__Exercise objective__: Write out the lines below word for word, omitting the pictures.

__Material for this task__:

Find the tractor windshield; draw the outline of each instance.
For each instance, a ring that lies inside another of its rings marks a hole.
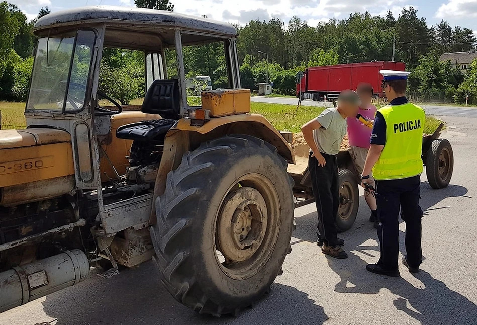
[[[27,110],[82,110],[96,39],[80,30],[38,40]]]

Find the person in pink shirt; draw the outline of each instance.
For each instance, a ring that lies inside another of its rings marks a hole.
[[[358,85],[356,92],[361,100],[361,105],[359,107],[359,114],[368,120],[373,120],[377,109],[371,104],[374,90],[372,86],[367,83],[361,83]],[[371,129],[358,120],[355,116],[348,117],[348,138],[349,141],[349,154],[354,162],[357,172],[360,174],[363,172],[364,161],[367,155],[368,150],[371,145]],[[366,182],[375,186],[374,180],[370,175]],[[369,192],[364,192],[366,203],[371,209],[371,216],[369,221],[374,223],[376,228],[379,224],[376,213],[376,198]]]

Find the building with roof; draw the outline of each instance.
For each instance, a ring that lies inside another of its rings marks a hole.
[[[452,68],[460,69],[462,72],[467,71],[469,65],[477,58],[477,52],[475,50],[470,50],[468,52],[455,52],[454,53],[445,53],[439,58],[440,62],[450,61]]]

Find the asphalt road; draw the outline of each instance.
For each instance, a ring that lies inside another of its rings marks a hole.
[[[252,96],[252,102],[262,103],[273,103],[275,104],[288,104],[296,105],[298,103],[298,99],[291,97],[259,97]],[[328,103],[328,104],[332,106]],[[302,105],[307,106],[323,106],[322,102],[314,102],[311,100],[302,101]],[[447,106],[442,105],[421,105],[426,112],[433,115],[441,116],[461,116],[462,117],[477,117],[477,108],[462,107],[461,106]]]
[[[466,325],[477,319],[477,118],[447,117],[453,146],[451,184],[433,190],[423,175],[422,271],[401,277],[365,270],[377,260],[376,231],[362,196],[355,226],[341,234],[346,260],[323,255],[314,242],[316,209],[296,210],[297,230],[283,275],[271,293],[237,318],[196,314],[162,287],[151,263],[105,280],[94,274],[77,286],[0,314],[2,325]],[[404,251],[403,224],[401,226]]]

__Result for this exercise__:
Find the tractor windshield; draw the outline of each instance.
For each instance, a ring that lies inside another of its rings marks a hole.
[[[27,110],[82,110],[96,39],[80,30],[38,40]]]

Find the person in pink shirt; draw the outline of each instance.
For each instance, a ring that lies inside another of its rings marks a hole.
[[[358,85],[356,92],[361,100],[361,105],[359,107],[359,114],[368,120],[373,120],[377,109],[371,104],[374,90],[372,86],[367,83],[361,83]],[[371,129],[358,120],[355,116],[348,117],[348,138],[349,141],[349,154],[354,162],[357,172],[360,174],[363,172],[364,161],[367,155],[368,150],[371,145]],[[366,182],[375,186],[374,180],[370,175]],[[369,192],[364,192],[366,203],[371,209],[371,216],[369,221],[374,223],[376,228],[379,224],[376,213],[376,198]]]

Find the building with roof; draw the outline of each instance.
For each instance, a ring that lies inside another of its rings marks a hole.
[[[452,68],[460,69],[462,72],[467,71],[469,65],[477,58],[477,52],[475,50],[470,50],[468,52],[455,52],[454,53],[445,53],[439,58],[440,62],[450,61]]]

Find the asphalt road; draw the outline of each instance.
For each instance, a ring that lies inside another of its rings marks a hole.
[[[252,96],[252,102],[262,103],[273,103],[275,104],[288,104],[296,105],[298,103],[298,99],[291,97],[259,97]],[[328,103],[328,104],[332,106]],[[302,105],[307,106],[323,106],[322,102],[314,102],[311,100],[302,101]],[[447,106],[442,105],[421,105],[426,112],[433,115],[441,116],[461,116],[462,117],[477,117],[477,108],[462,107],[461,106]]]
[[[466,325],[477,319],[477,118],[447,117],[453,146],[451,184],[433,190],[423,175],[422,271],[401,277],[365,270],[377,260],[376,231],[362,196],[355,226],[341,234],[346,260],[323,255],[314,242],[316,209],[296,210],[297,230],[283,275],[271,293],[237,318],[196,314],[162,287],[151,263],[105,280],[94,274],[77,286],[0,314],[2,325]],[[404,251],[403,224],[401,226]]]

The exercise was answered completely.